PROBLEM DESCRIPTION:
Please repeat every one of the lines below word for word, in the same order.
----------
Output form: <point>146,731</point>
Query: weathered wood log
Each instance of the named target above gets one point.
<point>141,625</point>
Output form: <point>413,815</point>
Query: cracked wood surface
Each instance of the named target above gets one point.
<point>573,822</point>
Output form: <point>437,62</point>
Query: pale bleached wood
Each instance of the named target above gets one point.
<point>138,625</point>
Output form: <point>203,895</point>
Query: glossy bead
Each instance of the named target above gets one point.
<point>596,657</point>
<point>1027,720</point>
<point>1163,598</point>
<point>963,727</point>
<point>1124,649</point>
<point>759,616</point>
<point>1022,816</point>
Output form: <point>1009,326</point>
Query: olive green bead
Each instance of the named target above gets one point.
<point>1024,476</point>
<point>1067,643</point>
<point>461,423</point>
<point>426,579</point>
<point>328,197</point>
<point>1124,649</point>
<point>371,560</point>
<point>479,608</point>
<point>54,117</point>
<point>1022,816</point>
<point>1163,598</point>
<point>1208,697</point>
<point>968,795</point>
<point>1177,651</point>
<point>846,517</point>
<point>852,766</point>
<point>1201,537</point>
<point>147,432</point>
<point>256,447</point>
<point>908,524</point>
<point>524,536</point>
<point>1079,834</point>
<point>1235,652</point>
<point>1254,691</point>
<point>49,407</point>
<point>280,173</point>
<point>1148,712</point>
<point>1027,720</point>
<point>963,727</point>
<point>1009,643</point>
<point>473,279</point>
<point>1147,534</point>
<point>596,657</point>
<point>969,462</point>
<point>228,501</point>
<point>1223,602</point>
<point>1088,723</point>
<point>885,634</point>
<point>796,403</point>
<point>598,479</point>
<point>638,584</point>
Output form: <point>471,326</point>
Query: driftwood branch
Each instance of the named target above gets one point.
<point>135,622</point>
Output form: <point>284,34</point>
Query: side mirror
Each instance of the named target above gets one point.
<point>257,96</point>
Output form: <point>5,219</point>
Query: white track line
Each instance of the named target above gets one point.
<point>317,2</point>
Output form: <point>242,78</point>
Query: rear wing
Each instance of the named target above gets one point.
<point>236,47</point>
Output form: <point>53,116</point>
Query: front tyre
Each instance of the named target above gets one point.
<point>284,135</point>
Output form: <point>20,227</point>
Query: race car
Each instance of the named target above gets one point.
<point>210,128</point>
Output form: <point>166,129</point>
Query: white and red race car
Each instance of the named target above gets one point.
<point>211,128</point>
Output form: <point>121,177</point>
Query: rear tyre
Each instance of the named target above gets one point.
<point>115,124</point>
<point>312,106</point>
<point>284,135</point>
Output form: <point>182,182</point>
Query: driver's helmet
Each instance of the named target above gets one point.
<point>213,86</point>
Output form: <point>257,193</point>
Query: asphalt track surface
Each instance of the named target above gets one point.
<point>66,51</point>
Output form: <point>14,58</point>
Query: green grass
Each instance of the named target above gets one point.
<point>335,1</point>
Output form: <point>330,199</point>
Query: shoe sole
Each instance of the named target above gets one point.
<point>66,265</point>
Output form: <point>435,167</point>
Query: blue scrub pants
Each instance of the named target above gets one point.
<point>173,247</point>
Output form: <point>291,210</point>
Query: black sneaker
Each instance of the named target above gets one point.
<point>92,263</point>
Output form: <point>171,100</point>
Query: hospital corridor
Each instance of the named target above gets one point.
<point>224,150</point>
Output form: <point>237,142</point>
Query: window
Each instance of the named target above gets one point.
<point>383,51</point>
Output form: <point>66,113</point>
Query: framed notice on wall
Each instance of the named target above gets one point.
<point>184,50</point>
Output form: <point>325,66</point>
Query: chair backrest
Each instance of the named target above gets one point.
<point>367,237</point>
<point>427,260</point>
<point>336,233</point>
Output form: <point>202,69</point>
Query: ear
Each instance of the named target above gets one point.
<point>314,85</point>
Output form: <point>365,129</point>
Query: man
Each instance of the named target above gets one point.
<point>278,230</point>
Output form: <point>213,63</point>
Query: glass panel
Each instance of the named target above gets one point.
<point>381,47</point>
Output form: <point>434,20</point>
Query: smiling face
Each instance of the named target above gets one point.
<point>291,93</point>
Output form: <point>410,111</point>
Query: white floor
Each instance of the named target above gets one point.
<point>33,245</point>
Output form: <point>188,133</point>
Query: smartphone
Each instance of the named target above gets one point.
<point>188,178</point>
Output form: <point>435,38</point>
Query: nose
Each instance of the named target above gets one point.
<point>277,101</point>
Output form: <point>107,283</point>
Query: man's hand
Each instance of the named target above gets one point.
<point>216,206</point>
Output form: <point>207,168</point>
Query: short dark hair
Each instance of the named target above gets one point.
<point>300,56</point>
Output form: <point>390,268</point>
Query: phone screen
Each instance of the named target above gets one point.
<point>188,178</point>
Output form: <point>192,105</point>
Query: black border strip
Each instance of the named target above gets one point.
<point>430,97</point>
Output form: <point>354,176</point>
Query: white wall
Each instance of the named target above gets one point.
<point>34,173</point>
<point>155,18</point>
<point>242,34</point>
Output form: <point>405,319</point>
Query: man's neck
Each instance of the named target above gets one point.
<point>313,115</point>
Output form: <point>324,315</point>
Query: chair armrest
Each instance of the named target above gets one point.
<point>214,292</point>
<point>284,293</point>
----------
OUTPUT FOR THIS TASK:
Output form: <point>146,731</point>
Query: weathered wood log
Each instance of the named target above gets one point.
<point>141,625</point>
Output form: <point>413,815</point>
Query: cracked wood surface
Each instance of the named target above gets one point.
<point>573,822</point>
Output form: <point>437,62</point>
Query: pale bleached wood
Each instance of the named target above gets one point.
<point>138,625</point>
Output form: <point>203,895</point>
Query: glossy bead
Each instance of the named target above gets one point.
<point>596,657</point>
<point>1027,720</point>
<point>1163,598</point>
<point>963,727</point>
<point>1124,649</point>
<point>759,616</point>
<point>1022,816</point>
Output form: <point>1009,326</point>
Query: olive green bead
Each instance of the named target above gets one point.
<point>1024,476</point>
<point>1067,643</point>
<point>461,423</point>
<point>426,579</point>
<point>328,197</point>
<point>1124,649</point>
<point>371,560</point>
<point>479,608</point>
<point>54,117</point>
<point>1022,816</point>
<point>1163,598</point>
<point>1208,697</point>
<point>968,795</point>
<point>1177,651</point>
<point>846,517</point>
<point>852,766</point>
<point>1201,537</point>
<point>147,432</point>
<point>256,447</point>
<point>908,524</point>
<point>524,536</point>
<point>1079,834</point>
<point>1235,652</point>
<point>1254,691</point>
<point>49,407</point>
<point>280,173</point>
<point>1148,712</point>
<point>1027,720</point>
<point>963,727</point>
<point>1009,643</point>
<point>473,279</point>
<point>1147,534</point>
<point>596,657</point>
<point>969,462</point>
<point>228,501</point>
<point>1223,602</point>
<point>1088,723</point>
<point>885,634</point>
<point>796,403</point>
<point>598,479</point>
<point>638,584</point>
Output form: <point>471,326</point>
Query: driftwood branch
Each instance of the named target above gets one point.
<point>135,622</point>
Output form: <point>284,34</point>
Query: side mirror
Each instance of the named target above gets one point.
<point>257,96</point>
Output form: <point>5,219</point>
Query: white track line
Each instance of the named target above gets one point.
<point>317,2</point>
Output form: <point>242,78</point>
Query: rear wing
Each instance of the named target above gets one point.
<point>236,47</point>
Output form: <point>53,116</point>
Query: front tyre
Each instance of the named target above gets one point.
<point>284,135</point>
Output form: <point>20,227</point>
Query: race car
Each instance of the named target above gets one point.
<point>210,128</point>
Output form: <point>166,129</point>
Query: white and red race car
Each instance of the named target above gets one point.
<point>211,128</point>
Output form: <point>121,177</point>
Query: rear tyre
Each instance of the named target above gets one point.
<point>115,124</point>
<point>312,106</point>
<point>284,135</point>
Output form: <point>182,182</point>
Query: driver's helmet
Each instance of the named target above gets one point.
<point>213,86</point>
Output form: <point>257,193</point>
Query: asphalt track surface
Each instance of the named target above gets one point.
<point>66,51</point>
Output form: <point>14,58</point>
Query: green grass
Each instance of the named target above gets one point.
<point>335,1</point>
Output form: <point>330,199</point>
Query: shoe sole
Each instance of the named target above gets one point.
<point>66,265</point>
Output form: <point>435,167</point>
Query: blue scrub pants
Each instance of the named target above gets one point.
<point>173,247</point>
Output form: <point>291,210</point>
Query: black sneaker
Each instance of the named target above gets one point.
<point>92,263</point>
Output form: <point>171,100</point>
Query: hospital corridor
Each instance of the named target above gets one point.
<point>224,150</point>
Output form: <point>237,142</point>
Query: window
Each instance of the named target above gets one point.
<point>383,51</point>
Output form: <point>66,113</point>
Query: framed notice on wall
Each instance of the named target above gets one point.
<point>184,50</point>
Output form: <point>325,66</point>
Query: chair backrest
Each instance of the named target above gets one point.
<point>367,237</point>
<point>427,260</point>
<point>336,233</point>
Output form: <point>202,69</point>
Query: ear
Each instance of the named target above gets one point.
<point>314,85</point>
Output form: <point>365,129</point>
Query: man
Each instance of the named target above gets one point.
<point>278,230</point>
Output form: <point>213,63</point>
Query: glass panel
Each instance of the named target above gets one point.
<point>381,47</point>
Output form: <point>434,20</point>
Query: smiling face
Each instance of the named target above gets one point.
<point>291,93</point>
Output form: <point>410,111</point>
Query: white floor
Each instance of the named target above gets one point.
<point>33,245</point>
Output form: <point>188,133</point>
Query: smartphone
Each instance of the named target above gets one point.
<point>188,178</point>
Output form: <point>435,38</point>
Query: nose
Each instance of the named target above gets one point.
<point>277,101</point>
Output form: <point>107,283</point>
Query: man's hand
Each instance of the named target above gets one point.
<point>216,206</point>
Output form: <point>207,168</point>
Query: short dark hair
Each instance of the named target above gets one point.
<point>300,56</point>
Output form: <point>390,268</point>
Query: phone screen
Each instance of the named target above gets one point.
<point>188,178</point>
Output form: <point>192,105</point>
Query: black border strip
Each instance of the named target above gets one point.
<point>430,97</point>
Output form: <point>354,176</point>
Query: white wall
Each instance of the named target above gets one point.
<point>34,173</point>
<point>155,18</point>
<point>242,34</point>
Output form: <point>405,319</point>
Query: man's neck
Each instance of the named target above gets one point.
<point>313,115</point>
Output form: <point>324,315</point>
Query: chair armrest
Each instance of the named target above gets one point.
<point>214,292</point>
<point>284,293</point>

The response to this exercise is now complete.